***** DATA TO USE

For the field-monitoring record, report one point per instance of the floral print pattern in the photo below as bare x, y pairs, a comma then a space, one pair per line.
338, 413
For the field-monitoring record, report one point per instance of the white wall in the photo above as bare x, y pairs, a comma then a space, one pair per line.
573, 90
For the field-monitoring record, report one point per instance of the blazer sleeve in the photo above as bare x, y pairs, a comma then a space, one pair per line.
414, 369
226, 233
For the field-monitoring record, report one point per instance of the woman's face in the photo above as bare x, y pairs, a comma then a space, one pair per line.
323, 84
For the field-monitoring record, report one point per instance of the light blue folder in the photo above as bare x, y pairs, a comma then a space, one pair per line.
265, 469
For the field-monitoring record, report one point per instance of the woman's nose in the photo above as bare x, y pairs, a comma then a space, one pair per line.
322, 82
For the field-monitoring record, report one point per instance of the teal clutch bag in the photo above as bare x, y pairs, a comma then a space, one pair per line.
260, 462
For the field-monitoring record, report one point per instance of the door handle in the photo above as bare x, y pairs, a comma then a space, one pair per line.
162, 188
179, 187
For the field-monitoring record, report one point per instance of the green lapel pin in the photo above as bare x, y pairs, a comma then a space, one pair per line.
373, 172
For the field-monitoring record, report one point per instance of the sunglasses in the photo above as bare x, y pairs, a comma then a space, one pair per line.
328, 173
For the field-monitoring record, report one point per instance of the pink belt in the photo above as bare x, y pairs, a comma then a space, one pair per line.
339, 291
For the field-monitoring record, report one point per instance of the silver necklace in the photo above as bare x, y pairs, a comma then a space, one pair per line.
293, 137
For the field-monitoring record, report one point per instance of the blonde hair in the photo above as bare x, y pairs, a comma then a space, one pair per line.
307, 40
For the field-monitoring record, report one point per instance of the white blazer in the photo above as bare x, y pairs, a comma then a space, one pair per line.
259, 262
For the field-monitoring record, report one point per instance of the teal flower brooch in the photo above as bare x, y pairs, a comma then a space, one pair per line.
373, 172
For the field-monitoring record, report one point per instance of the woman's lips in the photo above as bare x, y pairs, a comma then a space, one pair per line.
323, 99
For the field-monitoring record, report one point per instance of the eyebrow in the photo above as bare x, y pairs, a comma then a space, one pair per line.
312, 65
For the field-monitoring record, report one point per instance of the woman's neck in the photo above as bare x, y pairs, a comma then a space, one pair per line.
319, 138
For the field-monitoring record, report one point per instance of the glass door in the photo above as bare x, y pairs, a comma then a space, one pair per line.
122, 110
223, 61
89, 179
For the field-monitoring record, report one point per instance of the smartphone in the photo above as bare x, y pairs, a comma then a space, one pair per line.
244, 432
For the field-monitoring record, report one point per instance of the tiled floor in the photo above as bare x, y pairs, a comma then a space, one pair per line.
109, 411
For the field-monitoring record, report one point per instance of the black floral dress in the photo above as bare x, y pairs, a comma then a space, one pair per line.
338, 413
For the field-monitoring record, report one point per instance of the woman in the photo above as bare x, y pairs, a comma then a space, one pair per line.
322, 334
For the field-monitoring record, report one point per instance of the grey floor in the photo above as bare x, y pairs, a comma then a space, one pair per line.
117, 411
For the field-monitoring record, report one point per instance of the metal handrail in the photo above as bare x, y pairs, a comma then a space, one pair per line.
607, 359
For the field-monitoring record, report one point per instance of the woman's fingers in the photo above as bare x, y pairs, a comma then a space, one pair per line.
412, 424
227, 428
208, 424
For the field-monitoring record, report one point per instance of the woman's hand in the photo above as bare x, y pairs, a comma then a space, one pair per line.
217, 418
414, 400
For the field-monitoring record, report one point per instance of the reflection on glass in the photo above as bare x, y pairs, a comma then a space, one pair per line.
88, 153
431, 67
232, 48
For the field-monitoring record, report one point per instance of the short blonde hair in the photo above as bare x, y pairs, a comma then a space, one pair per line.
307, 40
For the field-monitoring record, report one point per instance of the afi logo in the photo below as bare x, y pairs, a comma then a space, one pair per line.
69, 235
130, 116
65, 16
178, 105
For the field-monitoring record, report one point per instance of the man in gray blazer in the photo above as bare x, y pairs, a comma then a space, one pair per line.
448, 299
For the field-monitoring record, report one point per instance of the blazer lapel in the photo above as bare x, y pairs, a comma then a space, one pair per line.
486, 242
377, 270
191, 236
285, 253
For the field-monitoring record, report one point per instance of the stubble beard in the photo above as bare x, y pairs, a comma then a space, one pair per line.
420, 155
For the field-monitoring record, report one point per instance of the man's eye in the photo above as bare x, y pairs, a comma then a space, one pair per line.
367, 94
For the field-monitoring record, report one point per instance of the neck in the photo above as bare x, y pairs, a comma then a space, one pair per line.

**********

*BRIEF*
Output the full listing. Match it exactly.

*TASK ANSWER*
For the field-monitoring record, report one point per instance of the floral print pattern in the photo below as bare x, y pairs, a comma then a space, one pair per line.
338, 413
For the field-monitoring record, report one point per instance of the white wall in the photo above as bare x, y pairs, a comma then a space, one pair per line.
573, 90
For the field-monitoring record, report one point per instance of the blazer sleeve in the photo above as bare x, y pairs, a comma then a space, one pair per line.
414, 369
226, 233
For the field-monitoring record, report one point per instance of the woman's face in the photo above as bare x, y pairs, a comma then a space, one pair per line.
323, 84
For the field-monitoring record, report one point per instance of the light blue folder in the photo above as bare x, y pairs, a comma then a space, one pair per line.
265, 469
For the field-monitoring record, report one point per instance of the woman's nose in the photo above as bare x, y pairs, a comma then a space, one pair per line.
322, 82
For the field-monitoring record, report one point per instance of the teal clutch bag in the photo above as bare x, y pairs, a comma then a space, one pair per line.
260, 462
For the field-monitoring record, report one point per instance of the door handle in the photo above as bare x, y pairs, a comma then a space, one pair per line.
162, 188
179, 187
For the field-monitoring record, report one point per instance of the green lapel pin in the photo above as bare x, y pairs, a comma then a space, one pair per line.
373, 172
For the field-monitoring record, report one point per instance of the sunglasses in the photo above as bare x, y pairs, a comma then a space, one pair per line.
328, 173
For the field-monitoring record, report one point per instance of the pink belt in the photo above as bare x, y pairs, a comma then a space, one pair per line.
339, 291
For the field-monitoring record, report one point per instance of the silver necklace in the photo above as bare x, y pairs, a comma then a space, one pair per line.
293, 137
For the field-monitoring record, report one point per instance of the blonde hair in the photo above as bare x, y pairs, a comma then a space, one pair per line.
307, 40
For the field-monitoring record, report one point per instance of the white blazer in the photo above as bare x, y pairs, a comma then a space, one pair per line.
259, 262
For the field-monitoring record, report one point per instance of the teal flower brooch in the photo above as bare x, y pairs, a comma then a space, one pair per line.
373, 172
For the field-monitoring record, report one point per instance of the woman's lips in the photo above as bare x, y pairs, a comma then a space, one pair per line.
323, 99
For the field-monitoring record, report one point per instance of the eyebrow in the photo above as bare x, y pairs, a comma then a space, one pair per line.
312, 65
For the field-monitoring record, report one point per instance of the woman's neck in the photo above as bare x, y pairs, a comma then a space, one pair per line.
319, 138
For the field-monitoring record, report one point per instance of the glass door in the photo above as bare x, y pairs, a comma then a space, one pair per line.
122, 110
223, 61
89, 179
For the field-monitoring record, report one point per instance of the smartphone in the photo above as bare x, y pairs, a comma then a space, one pair per line.
244, 432
For the field-monitoring record, report one point per instance of the tiled floor in the photo above as bare x, y pairs, a comma then a space, one pair per line.
109, 411
For the field-monitoring record, report one point per instance of the black floral dress in the photo above as bare x, y pairs, a comma then a space, one pair per line.
338, 413
For the field-monitoring record, report one point per instance of the woman in the photo above as bare x, y pairs, a comma then a space, one pair per line.
322, 334
For the field-monitoring record, report one point per instance of the grey floor in the photo above as bare x, y pairs, a comma then a space, one pair per line.
117, 411
For the field-monitoring record, report one point per instance of the metal handrail in the photo above as bare x, y pairs, a comma then a space, one pair per line.
607, 359
For the field-monitoring record, report one point per instance of the woman's fingers in the photo above as bare x, y pairs, a comma then a space, one pair per line.
412, 424
227, 428
208, 424
For the field-monitoring record, report one point per instance of the woman's hand in the photo above as bare x, y pairs, a comma then a space, one pair per line.
217, 418
414, 400
For the field-monitoring record, report one point per instance of the reflection on glass in the photo above as bare x, y pairs, a comma then a space, one pair per line.
88, 153
431, 67
232, 48
For the field-monitoring record, report one point per instance of the short blonde hair in the photo above as bare x, y pairs, a comma then a space, one pair per line.
307, 40
For the field-monitoring record, report one point per instance of the afi logo in the photo below as bare x, y pairs, a comma then a space, one pair per line.
69, 235
130, 116
65, 16
178, 105
For the field-monitoring record, report one point per instance of the man in gray blazer in the photo above as bare x, y pairs, a comma then a space, one pair per line.
448, 299
For the field-monitoring record, report one point per instance of the blazer lapel in the photo above as bare x, y pairs, a comma then a space, one pair per line.
486, 242
377, 270
191, 236
285, 253
For the field-monitoring record, report one point per instance of the stubble beard in the photo above as bare x, y pairs, a comma then a space, one pair per line.
420, 155
For the field-monitoring record, report one point per instance of the man's eye in the photo above as bare x, y pairs, a comma then a space, one pair per line.
367, 94
For the field-monitoring record, report one point per instance of the neck in the photo above as bare x, y pairs, a comma then a space, one pair per line.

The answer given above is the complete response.